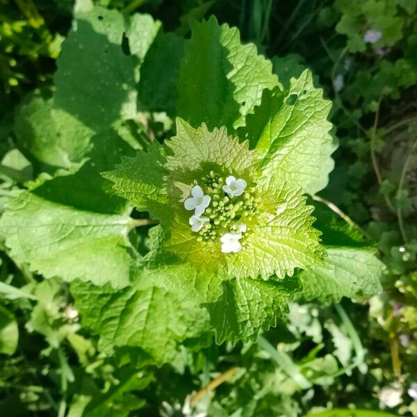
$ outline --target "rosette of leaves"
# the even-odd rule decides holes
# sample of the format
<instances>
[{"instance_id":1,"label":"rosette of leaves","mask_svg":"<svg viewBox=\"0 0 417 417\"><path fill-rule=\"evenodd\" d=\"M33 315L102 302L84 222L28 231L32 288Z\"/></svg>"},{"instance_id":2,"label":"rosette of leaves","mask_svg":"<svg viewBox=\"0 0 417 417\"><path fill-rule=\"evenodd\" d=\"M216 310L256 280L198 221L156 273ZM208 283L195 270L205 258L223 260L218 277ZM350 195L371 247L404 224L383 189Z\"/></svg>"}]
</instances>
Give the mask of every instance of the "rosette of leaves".
<instances>
[{"instance_id":1,"label":"rosette of leaves","mask_svg":"<svg viewBox=\"0 0 417 417\"><path fill-rule=\"evenodd\" d=\"M71 282L102 352L138 347L163 363L213 334L255 340L295 297L379 290L368 243L314 224L306 202L327 185L334 150L330 102L309 71L283 88L214 18L192 23L187 40L147 15L93 8L76 20L54 91L17 113L19 147L44 173L10 196L0 233L18 265ZM178 116L175 133L162 145L126 137L139 111ZM188 210L201 193L204 213ZM146 237L133 208L159 223Z\"/></svg>"}]
</instances>

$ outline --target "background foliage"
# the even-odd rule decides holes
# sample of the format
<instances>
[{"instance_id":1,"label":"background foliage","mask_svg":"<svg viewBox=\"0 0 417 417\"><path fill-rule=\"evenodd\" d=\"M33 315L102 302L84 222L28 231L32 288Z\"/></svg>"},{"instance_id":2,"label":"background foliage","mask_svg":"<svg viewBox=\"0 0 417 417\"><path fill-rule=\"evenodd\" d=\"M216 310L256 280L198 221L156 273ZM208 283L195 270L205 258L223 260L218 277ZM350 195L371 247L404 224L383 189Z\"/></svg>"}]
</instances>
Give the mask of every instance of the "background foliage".
<instances>
[{"instance_id":1,"label":"background foliage","mask_svg":"<svg viewBox=\"0 0 417 417\"><path fill-rule=\"evenodd\" d=\"M290 313L257 343L217 346L208 341L198 349L190 343L158 368L133 349L120 348L112 357L99 352L97 341L79 322L66 284L58 278L41 281L24 259L16 264L4 252L0 267L2 415L286 416L355 407L374 410L375 416L379 409L417 416L417 402L407 393L417 380L417 1L96 3L126 15L150 13L165 31L181 35L189 32L190 17L213 13L220 23L238 26L244 40L272 59L284 85L310 68L316 86L333 101L332 134L340 142L330 185L319 198L377 243L387 268L384 291L368 303L293 303ZM53 106L52 74L74 4L3 0L0 5L3 207L10 190L24 183L30 187L39 173L38 181L74 167L65 158L56 158L56 152L51 156L47 147L36 148L31 158L22 140L27 126L13 126L15 117L25 111L18 105L28 100L26 93ZM100 39L94 41L99 48ZM74 54L60 59L76 63ZM132 76L126 71L126 77ZM118 94L108 81L104 104ZM154 95L151 90L147 97ZM99 130L97 113L79 111L80 118L90 121L89 128ZM59 114L51 115L39 114L40 120L60 120ZM149 134L164 138L170 129L167 123L144 114L137 126L122 129L127 136L134 131L138 140ZM81 133L76 147L66 149L76 163L89 150L82 139L91 133ZM88 177L92 169L86 167L81 174ZM111 210L117 211L120 204L115 200ZM67 265L62 269L73 272ZM346 415L332 413L318 415Z\"/></svg>"}]
</instances>

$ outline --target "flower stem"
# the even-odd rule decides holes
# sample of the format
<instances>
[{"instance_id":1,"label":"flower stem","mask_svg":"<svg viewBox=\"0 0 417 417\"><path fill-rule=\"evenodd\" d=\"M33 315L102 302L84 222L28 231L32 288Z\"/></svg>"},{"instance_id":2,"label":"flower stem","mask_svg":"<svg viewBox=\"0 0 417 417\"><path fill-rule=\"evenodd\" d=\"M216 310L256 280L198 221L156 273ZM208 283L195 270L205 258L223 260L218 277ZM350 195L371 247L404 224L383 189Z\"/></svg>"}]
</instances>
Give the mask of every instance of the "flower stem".
<instances>
[{"instance_id":1,"label":"flower stem","mask_svg":"<svg viewBox=\"0 0 417 417\"><path fill-rule=\"evenodd\" d=\"M129 224L131 229L134 229L135 227L141 227L142 226L158 224L158 222L156 220L151 220L150 219L131 219Z\"/></svg>"}]
</instances>

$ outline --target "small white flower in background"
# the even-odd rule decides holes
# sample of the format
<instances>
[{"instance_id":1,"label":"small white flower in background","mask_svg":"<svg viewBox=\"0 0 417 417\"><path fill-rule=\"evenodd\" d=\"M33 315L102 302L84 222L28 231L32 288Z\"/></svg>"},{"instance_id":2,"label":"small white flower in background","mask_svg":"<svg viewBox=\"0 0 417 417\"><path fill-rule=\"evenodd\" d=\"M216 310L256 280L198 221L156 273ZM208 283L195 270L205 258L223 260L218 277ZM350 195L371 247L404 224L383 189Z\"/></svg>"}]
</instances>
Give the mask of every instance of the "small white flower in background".
<instances>
[{"instance_id":1,"label":"small white flower in background","mask_svg":"<svg viewBox=\"0 0 417 417\"><path fill-rule=\"evenodd\" d=\"M407 392L413 400L417 401L417 382L413 382Z\"/></svg>"},{"instance_id":2,"label":"small white flower in background","mask_svg":"<svg viewBox=\"0 0 417 417\"><path fill-rule=\"evenodd\" d=\"M211 197L204 195L202 188L199 186L193 187L191 195L184 202L184 207L186 210L194 210L194 214L199 217L204 213L204 210L208 206Z\"/></svg>"},{"instance_id":3,"label":"small white flower in background","mask_svg":"<svg viewBox=\"0 0 417 417\"><path fill-rule=\"evenodd\" d=\"M393 314L395 317L401 316L401 309L404 306L404 304L400 302L395 302L393 306Z\"/></svg>"},{"instance_id":4,"label":"small white flower in background","mask_svg":"<svg viewBox=\"0 0 417 417\"><path fill-rule=\"evenodd\" d=\"M197 410L193 409L190 395L187 395L186 397L184 404L181 411L184 417L207 417L207 413L205 411L199 412Z\"/></svg>"},{"instance_id":5,"label":"small white flower in background","mask_svg":"<svg viewBox=\"0 0 417 417\"><path fill-rule=\"evenodd\" d=\"M402 402L402 390L398 387L386 386L378 393L379 401L389 408L394 408Z\"/></svg>"},{"instance_id":6,"label":"small white flower in background","mask_svg":"<svg viewBox=\"0 0 417 417\"><path fill-rule=\"evenodd\" d=\"M375 43L381 38L382 38L382 33L381 31L377 31L376 29L368 29L363 35L363 40L368 43Z\"/></svg>"},{"instance_id":7,"label":"small white flower in background","mask_svg":"<svg viewBox=\"0 0 417 417\"><path fill-rule=\"evenodd\" d=\"M341 74L339 74L334 80L333 80L333 88L334 88L334 91L338 92L345 85L345 81L343 79L343 76Z\"/></svg>"},{"instance_id":8,"label":"small white flower in background","mask_svg":"<svg viewBox=\"0 0 417 417\"><path fill-rule=\"evenodd\" d=\"M241 233L225 233L220 238L222 252L224 254L229 254L231 252L237 254L242 249L242 244L239 242L239 239L241 238Z\"/></svg>"},{"instance_id":9,"label":"small white flower in background","mask_svg":"<svg viewBox=\"0 0 417 417\"><path fill-rule=\"evenodd\" d=\"M68 304L65 307L64 313L67 320L70 321L76 321L79 318L79 311L72 305Z\"/></svg>"},{"instance_id":10,"label":"small white flower in background","mask_svg":"<svg viewBox=\"0 0 417 417\"><path fill-rule=\"evenodd\" d=\"M189 221L193 231L199 231L203 228L203 226L208 222L208 218L199 217L197 215L192 215Z\"/></svg>"},{"instance_id":11,"label":"small white flower in background","mask_svg":"<svg viewBox=\"0 0 417 417\"><path fill-rule=\"evenodd\" d=\"M236 179L235 177L230 175L226 179L226 185L222 188L229 195L229 197L238 197L243 194L247 185L247 183L242 178Z\"/></svg>"}]
</instances>

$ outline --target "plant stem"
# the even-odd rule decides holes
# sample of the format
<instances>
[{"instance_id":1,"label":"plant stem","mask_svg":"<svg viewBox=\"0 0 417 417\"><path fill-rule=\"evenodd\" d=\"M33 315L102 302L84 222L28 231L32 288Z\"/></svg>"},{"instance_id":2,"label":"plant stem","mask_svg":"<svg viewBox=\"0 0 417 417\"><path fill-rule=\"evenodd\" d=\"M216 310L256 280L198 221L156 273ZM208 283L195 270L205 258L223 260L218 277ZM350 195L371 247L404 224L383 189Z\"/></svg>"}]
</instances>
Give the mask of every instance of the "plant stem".
<instances>
[{"instance_id":1,"label":"plant stem","mask_svg":"<svg viewBox=\"0 0 417 417\"><path fill-rule=\"evenodd\" d=\"M229 379L229 378L231 378L232 376L234 376L235 375L235 373L236 373L237 370L238 370L238 367L233 366L230 369L228 369L226 372L224 372L222 374L219 375L217 378L215 378L215 379L213 379L212 381L211 381L210 382L208 382L208 384L207 384L207 385L206 385L205 386L202 388L202 389L200 389L197 393L195 393L194 395L193 395L193 397L191 398L191 400L190 401L190 404L197 404L199 402L199 399L204 394L206 394L211 391L213 391L219 385L221 385L222 384L223 384L223 382L225 382L226 381L227 381L227 379Z\"/></svg>"},{"instance_id":2,"label":"plant stem","mask_svg":"<svg viewBox=\"0 0 417 417\"><path fill-rule=\"evenodd\" d=\"M398 199L400 193L402 190L404 181L405 180L405 174L408 170L411 156L416 149L417 149L417 139L414 140L414 143L413 143L413 146L411 146L411 149L410 149L409 154L407 156L405 162L404 163L402 171L401 172L401 177L400 177L400 182L398 183L398 189L397 190L397 199ZM402 236L404 243L407 243L408 242L408 238L405 231L405 228L404 227L404 220L402 219L402 213L400 204L397 204L397 218L398 219L398 225L400 226L400 231L401 231L401 235Z\"/></svg>"},{"instance_id":3,"label":"plant stem","mask_svg":"<svg viewBox=\"0 0 417 417\"><path fill-rule=\"evenodd\" d=\"M347 214L345 214L336 204L321 197L319 197L318 195L313 195L313 199L326 204L326 206L327 206L327 207L329 207L332 211L334 211L337 215L340 215L345 220L345 222L346 222L352 227L357 229L363 236L369 238L368 234L361 227L357 224Z\"/></svg>"},{"instance_id":4,"label":"plant stem","mask_svg":"<svg viewBox=\"0 0 417 417\"><path fill-rule=\"evenodd\" d=\"M379 109L381 108L381 101L382 100L382 94L379 95L379 99L378 100L378 107L377 108L377 113L375 113L375 118L374 120L374 124L372 126L372 131L370 133L370 159L372 161L372 165L377 176L377 179L378 180L378 183L379 184L379 187L382 186L382 176L381 175L381 171L379 170L379 166L378 165L378 160L377 159L377 155L375 153L375 139L377 136L377 129L378 127L378 122L379 120ZM384 198L385 199L385 202L386 205L389 208L389 209L393 212L395 213L395 209L394 206L388 198L388 196L384 195Z\"/></svg>"},{"instance_id":5,"label":"plant stem","mask_svg":"<svg viewBox=\"0 0 417 417\"><path fill-rule=\"evenodd\" d=\"M396 377L401 375L401 361L400 360L400 352L398 349L398 338L397 335L389 338L389 348L391 353L393 362L393 370Z\"/></svg>"}]
</instances>

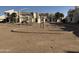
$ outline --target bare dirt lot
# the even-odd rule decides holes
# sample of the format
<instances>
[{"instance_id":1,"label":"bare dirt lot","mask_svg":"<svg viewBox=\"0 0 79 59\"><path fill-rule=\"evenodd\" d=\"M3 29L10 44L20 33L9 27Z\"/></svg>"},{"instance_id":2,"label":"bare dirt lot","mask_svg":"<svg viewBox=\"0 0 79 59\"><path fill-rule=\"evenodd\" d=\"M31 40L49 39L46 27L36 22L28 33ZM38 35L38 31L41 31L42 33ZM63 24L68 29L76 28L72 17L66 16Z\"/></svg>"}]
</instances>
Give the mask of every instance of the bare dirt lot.
<instances>
[{"instance_id":1,"label":"bare dirt lot","mask_svg":"<svg viewBox=\"0 0 79 59\"><path fill-rule=\"evenodd\" d=\"M11 30L14 30L11 31ZM78 28L74 25L0 24L0 52L79 52Z\"/></svg>"}]
</instances>

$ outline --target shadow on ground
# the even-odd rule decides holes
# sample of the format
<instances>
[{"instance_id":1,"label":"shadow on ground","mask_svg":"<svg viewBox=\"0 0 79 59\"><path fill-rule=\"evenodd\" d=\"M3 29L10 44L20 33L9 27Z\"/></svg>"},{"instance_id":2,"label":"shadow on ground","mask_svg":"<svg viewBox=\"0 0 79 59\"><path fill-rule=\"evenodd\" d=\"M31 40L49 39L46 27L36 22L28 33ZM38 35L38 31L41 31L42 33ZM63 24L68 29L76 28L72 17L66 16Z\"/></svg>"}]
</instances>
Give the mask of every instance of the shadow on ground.
<instances>
[{"instance_id":1,"label":"shadow on ground","mask_svg":"<svg viewBox=\"0 0 79 59\"><path fill-rule=\"evenodd\" d=\"M60 27L64 27L61 28L63 31L72 31L74 35L76 35L77 37L79 37L79 24L69 24L69 23L50 23L52 26L56 25L56 26L60 26Z\"/></svg>"},{"instance_id":2,"label":"shadow on ground","mask_svg":"<svg viewBox=\"0 0 79 59\"><path fill-rule=\"evenodd\" d=\"M51 32L25 32L25 31L14 31L14 30L11 30L11 32L15 32L15 33L29 33L29 34L64 34L64 33L51 33Z\"/></svg>"},{"instance_id":3,"label":"shadow on ground","mask_svg":"<svg viewBox=\"0 0 79 59\"><path fill-rule=\"evenodd\" d=\"M79 53L79 51L65 51L65 53Z\"/></svg>"}]
</instances>

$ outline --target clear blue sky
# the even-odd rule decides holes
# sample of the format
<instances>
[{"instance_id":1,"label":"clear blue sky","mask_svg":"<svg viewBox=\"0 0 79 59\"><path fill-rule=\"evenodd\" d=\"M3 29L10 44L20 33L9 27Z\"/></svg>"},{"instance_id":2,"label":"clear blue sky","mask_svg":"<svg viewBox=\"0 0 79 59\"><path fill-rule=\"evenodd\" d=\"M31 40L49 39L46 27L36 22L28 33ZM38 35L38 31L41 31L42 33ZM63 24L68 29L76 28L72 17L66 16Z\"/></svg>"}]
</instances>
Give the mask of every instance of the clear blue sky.
<instances>
[{"instance_id":1,"label":"clear blue sky","mask_svg":"<svg viewBox=\"0 0 79 59\"><path fill-rule=\"evenodd\" d=\"M18 11L22 8L28 8L27 11L33 11L33 12L48 12L48 13L61 12L64 13L66 16L67 11L69 9L73 9L74 6L0 6L0 12L10 9L15 9L16 11Z\"/></svg>"}]
</instances>

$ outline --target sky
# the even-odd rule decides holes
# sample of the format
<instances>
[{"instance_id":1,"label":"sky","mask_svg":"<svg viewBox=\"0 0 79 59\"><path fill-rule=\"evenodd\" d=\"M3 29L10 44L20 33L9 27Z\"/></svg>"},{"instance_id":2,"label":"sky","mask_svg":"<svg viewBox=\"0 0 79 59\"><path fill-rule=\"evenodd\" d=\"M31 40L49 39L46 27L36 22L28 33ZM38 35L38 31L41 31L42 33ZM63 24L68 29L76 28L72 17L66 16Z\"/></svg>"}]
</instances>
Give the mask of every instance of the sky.
<instances>
[{"instance_id":1,"label":"sky","mask_svg":"<svg viewBox=\"0 0 79 59\"><path fill-rule=\"evenodd\" d=\"M45 13L61 12L66 16L67 11L69 9L74 9L74 6L0 6L0 15L3 14L4 11L11 9L14 9L16 11L25 9L22 11L45 12Z\"/></svg>"}]
</instances>

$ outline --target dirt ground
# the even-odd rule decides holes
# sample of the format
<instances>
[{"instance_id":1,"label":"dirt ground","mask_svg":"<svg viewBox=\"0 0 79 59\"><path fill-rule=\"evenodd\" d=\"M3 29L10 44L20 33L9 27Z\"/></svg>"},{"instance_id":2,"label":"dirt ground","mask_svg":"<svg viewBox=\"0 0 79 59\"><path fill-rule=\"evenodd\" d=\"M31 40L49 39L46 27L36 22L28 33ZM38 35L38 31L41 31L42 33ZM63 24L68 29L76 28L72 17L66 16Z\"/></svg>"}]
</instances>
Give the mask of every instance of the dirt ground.
<instances>
[{"instance_id":1,"label":"dirt ground","mask_svg":"<svg viewBox=\"0 0 79 59\"><path fill-rule=\"evenodd\" d=\"M79 37L73 31L61 28L65 26L46 23L44 28L40 28L39 24L0 23L0 52L78 52Z\"/></svg>"}]
</instances>

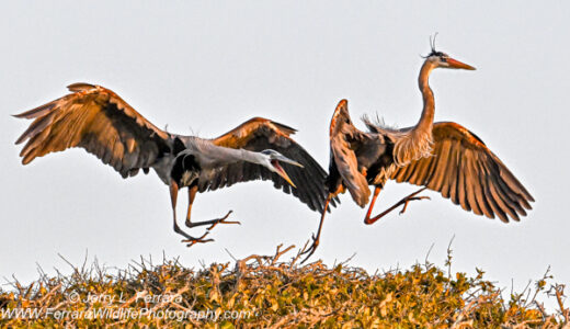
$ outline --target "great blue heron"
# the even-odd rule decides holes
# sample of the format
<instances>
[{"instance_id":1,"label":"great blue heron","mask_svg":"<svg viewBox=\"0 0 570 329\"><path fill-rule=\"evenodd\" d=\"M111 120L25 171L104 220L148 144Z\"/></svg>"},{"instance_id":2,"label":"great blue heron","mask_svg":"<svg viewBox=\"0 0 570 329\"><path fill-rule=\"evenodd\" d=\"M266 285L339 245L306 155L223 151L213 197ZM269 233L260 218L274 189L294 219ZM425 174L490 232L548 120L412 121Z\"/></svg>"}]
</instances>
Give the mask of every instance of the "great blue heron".
<instances>
[{"instance_id":1,"label":"great blue heron","mask_svg":"<svg viewBox=\"0 0 570 329\"><path fill-rule=\"evenodd\" d=\"M440 192L461 205L465 211L489 218L499 216L520 220L531 209L533 196L474 133L453 122L433 123L434 97L428 79L435 68L475 70L474 67L451 58L447 54L432 52L425 57L419 77L423 95L423 111L418 124L401 129L388 128L364 117L368 133L358 131L349 115L346 100L340 101L330 125L330 164L327 202L345 189L361 207L374 195L364 223L373 224L380 217L408 202L424 198L415 196L425 189ZM424 188L371 217L376 197L388 180L408 182ZM327 204L324 209L327 209ZM307 260L319 245L326 212L322 212L317 236L305 252Z\"/></svg>"},{"instance_id":2,"label":"great blue heron","mask_svg":"<svg viewBox=\"0 0 570 329\"><path fill-rule=\"evenodd\" d=\"M289 135L296 131L254 117L214 139L170 134L159 129L113 91L101 86L75 83L72 92L45 105L15 115L35 118L16 140L27 139L20 156L27 164L36 157L82 147L123 178L152 168L170 186L174 230L189 247L204 239L224 217L193 223L191 211L197 192L214 191L237 182L272 180L276 189L292 193L312 211L324 211L327 173ZM294 160L293 160L294 159ZM286 163L288 174L281 163ZM292 166L289 166L292 164ZM289 184L293 186L289 188ZM189 188L186 226L209 225L195 238L176 224L176 196Z\"/></svg>"}]
</instances>

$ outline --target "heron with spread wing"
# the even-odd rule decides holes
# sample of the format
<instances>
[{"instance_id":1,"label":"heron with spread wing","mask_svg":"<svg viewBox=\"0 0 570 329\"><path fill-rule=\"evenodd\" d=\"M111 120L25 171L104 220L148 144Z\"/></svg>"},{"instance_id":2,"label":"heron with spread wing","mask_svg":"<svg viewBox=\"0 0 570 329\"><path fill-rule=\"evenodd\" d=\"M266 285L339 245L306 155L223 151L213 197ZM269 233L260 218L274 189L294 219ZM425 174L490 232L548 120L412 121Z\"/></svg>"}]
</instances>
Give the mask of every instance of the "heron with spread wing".
<instances>
[{"instance_id":1,"label":"heron with spread wing","mask_svg":"<svg viewBox=\"0 0 570 329\"><path fill-rule=\"evenodd\" d=\"M413 127L394 129L364 117L368 132L358 131L349 115L346 100L340 101L330 125L327 201L349 190L354 202L364 207L371 198L368 185L374 185L364 219L364 223L373 224L401 205L403 213L410 201L428 198L417 195L430 189L477 215L498 216L505 223L509 218L520 220L534 201L523 184L474 133L453 122L433 122L435 102L428 80L436 68L475 70L436 52L432 44L419 77L423 111ZM376 197L388 180L423 188L372 217ZM305 260L319 245L324 214L322 212L311 247L305 251L308 253Z\"/></svg>"},{"instance_id":2,"label":"heron with spread wing","mask_svg":"<svg viewBox=\"0 0 570 329\"><path fill-rule=\"evenodd\" d=\"M170 188L174 231L189 247L205 239L218 219L192 222L196 193L231 186L238 182L272 180L276 189L293 194L310 209L324 211L327 173L290 135L296 131L276 122L254 117L214 139L170 134L159 129L113 91L101 86L75 83L72 92L45 105L15 115L33 118L16 140L25 140L20 156L27 164L36 157L81 147L110 164L123 178L152 168ZM283 166L282 166L283 164ZM286 170L285 170L286 169ZM176 223L176 198L189 188L185 225L209 225L193 237Z\"/></svg>"}]
</instances>

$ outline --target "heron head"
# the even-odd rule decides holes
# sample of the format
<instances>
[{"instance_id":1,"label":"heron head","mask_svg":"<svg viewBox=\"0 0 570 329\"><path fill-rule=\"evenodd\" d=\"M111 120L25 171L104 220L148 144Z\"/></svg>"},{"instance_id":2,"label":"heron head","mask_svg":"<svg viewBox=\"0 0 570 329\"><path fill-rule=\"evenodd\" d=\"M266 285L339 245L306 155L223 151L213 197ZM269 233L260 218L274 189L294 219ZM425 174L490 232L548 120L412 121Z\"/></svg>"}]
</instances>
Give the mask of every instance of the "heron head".
<instances>
[{"instance_id":1,"label":"heron head","mask_svg":"<svg viewBox=\"0 0 570 329\"><path fill-rule=\"evenodd\" d=\"M300 168L303 168L303 164L285 157L284 155L280 154L278 151L273 150L273 149L263 150L263 151L261 151L261 155L263 156L263 163L261 163L261 164L263 164L265 168L267 168L272 172L275 172L278 175L281 175L293 188L297 188L297 186L295 186L293 181L289 179L289 175L285 172L283 167L281 167L280 162L289 163L289 164L297 166Z\"/></svg>"},{"instance_id":2,"label":"heron head","mask_svg":"<svg viewBox=\"0 0 570 329\"><path fill-rule=\"evenodd\" d=\"M430 36L430 46L432 47L432 52L424 57L425 61L431 63L434 68L441 67L451 69L475 70L475 67L461 63L457 59L454 59L443 52L435 50L435 36L437 36L437 33L434 35L433 39Z\"/></svg>"}]
</instances>

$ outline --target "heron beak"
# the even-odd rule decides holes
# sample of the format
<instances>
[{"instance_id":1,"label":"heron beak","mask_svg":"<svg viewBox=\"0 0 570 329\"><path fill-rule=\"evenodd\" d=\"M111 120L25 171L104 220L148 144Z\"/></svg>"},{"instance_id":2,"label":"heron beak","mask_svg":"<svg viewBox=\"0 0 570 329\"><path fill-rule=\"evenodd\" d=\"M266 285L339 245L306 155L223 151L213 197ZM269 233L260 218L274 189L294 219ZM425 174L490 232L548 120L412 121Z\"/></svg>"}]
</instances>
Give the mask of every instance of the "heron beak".
<instances>
[{"instance_id":1,"label":"heron beak","mask_svg":"<svg viewBox=\"0 0 570 329\"><path fill-rule=\"evenodd\" d=\"M453 58L447 58L447 64L449 65L449 68L475 70L475 67Z\"/></svg>"}]
</instances>

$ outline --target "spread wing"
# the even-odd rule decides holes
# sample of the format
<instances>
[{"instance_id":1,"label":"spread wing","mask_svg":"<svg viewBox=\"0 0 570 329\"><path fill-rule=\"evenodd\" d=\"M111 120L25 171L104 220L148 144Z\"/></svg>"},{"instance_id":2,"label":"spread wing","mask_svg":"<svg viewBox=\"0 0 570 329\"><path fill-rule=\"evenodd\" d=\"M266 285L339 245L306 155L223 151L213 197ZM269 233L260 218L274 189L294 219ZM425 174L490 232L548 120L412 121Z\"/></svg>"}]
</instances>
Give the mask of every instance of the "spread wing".
<instances>
[{"instance_id":1,"label":"spread wing","mask_svg":"<svg viewBox=\"0 0 570 329\"><path fill-rule=\"evenodd\" d=\"M16 114L34 118L16 144L22 163L36 157L82 147L124 178L148 168L170 151L169 134L157 128L113 91L100 86L75 83L72 92L45 105Z\"/></svg>"},{"instance_id":2,"label":"spread wing","mask_svg":"<svg viewBox=\"0 0 570 329\"><path fill-rule=\"evenodd\" d=\"M505 223L532 208L533 196L475 134L456 123L435 123L433 143L432 157L397 168L391 179L428 186L466 211Z\"/></svg>"},{"instance_id":3,"label":"spread wing","mask_svg":"<svg viewBox=\"0 0 570 329\"><path fill-rule=\"evenodd\" d=\"M207 181L200 182L200 191L216 190L231 186L238 182L252 180L272 180L276 189L292 193L295 197L306 203L312 211L322 211L327 200L324 179L327 172L317 161L289 136L296 131L276 122L262 117L254 117L244 122L231 132L213 139L217 146L230 148L243 148L251 151L273 149L285 157L301 163L299 168L283 163L292 181L297 186L290 186L278 174L271 172L262 166L244 161L227 164L216 170ZM334 201L331 202L334 205Z\"/></svg>"},{"instance_id":4,"label":"spread wing","mask_svg":"<svg viewBox=\"0 0 570 329\"><path fill-rule=\"evenodd\" d=\"M358 171L358 161L352 144L362 143L367 135L352 124L346 100L341 100L334 110L330 126L331 169L338 172L352 198L361 207L368 203L371 189L366 177Z\"/></svg>"}]
</instances>

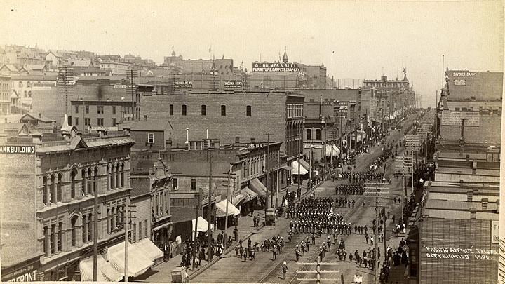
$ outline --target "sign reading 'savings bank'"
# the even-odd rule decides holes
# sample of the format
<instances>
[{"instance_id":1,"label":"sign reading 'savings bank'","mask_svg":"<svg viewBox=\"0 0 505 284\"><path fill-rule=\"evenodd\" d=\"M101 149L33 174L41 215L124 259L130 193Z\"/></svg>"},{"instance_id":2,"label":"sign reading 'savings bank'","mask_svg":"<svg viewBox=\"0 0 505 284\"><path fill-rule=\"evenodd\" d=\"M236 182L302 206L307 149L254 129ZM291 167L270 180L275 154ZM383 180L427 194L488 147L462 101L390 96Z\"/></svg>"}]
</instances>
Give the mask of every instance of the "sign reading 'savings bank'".
<instances>
[{"instance_id":1,"label":"sign reading 'savings bank'","mask_svg":"<svg viewBox=\"0 0 505 284\"><path fill-rule=\"evenodd\" d=\"M297 63L252 62L253 72L299 72Z\"/></svg>"},{"instance_id":2,"label":"sign reading 'savings bank'","mask_svg":"<svg viewBox=\"0 0 505 284\"><path fill-rule=\"evenodd\" d=\"M0 154L35 154L35 146L0 146Z\"/></svg>"}]
</instances>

▸ WHAT THIS TASK INVOLVES
Show every line of the entries above that contains the word "beak".

▸ FINISHED ANSWER
$ outline --target "heron beak"
[{"instance_id":1,"label":"heron beak","mask_svg":"<svg viewBox=\"0 0 570 329\"><path fill-rule=\"evenodd\" d=\"M111 120L25 171L104 220L148 144Z\"/></svg>"},{"instance_id":2,"label":"heron beak","mask_svg":"<svg viewBox=\"0 0 570 329\"><path fill-rule=\"evenodd\" d=\"M266 285L339 245L306 155L223 151L213 197ZM269 233L260 218L274 189L294 219ZM425 174L490 232L548 120L412 121Z\"/></svg>"}]
Give the mask of every instance of the "heron beak".
[{"instance_id":1,"label":"heron beak","mask_svg":"<svg viewBox=\"0 0 570 329\"><path fill-rule=\"evenodd\" d=\"M453 58L447 58L447 64L449 65L449 68L475 70L475 67Z\"/></svg>"}]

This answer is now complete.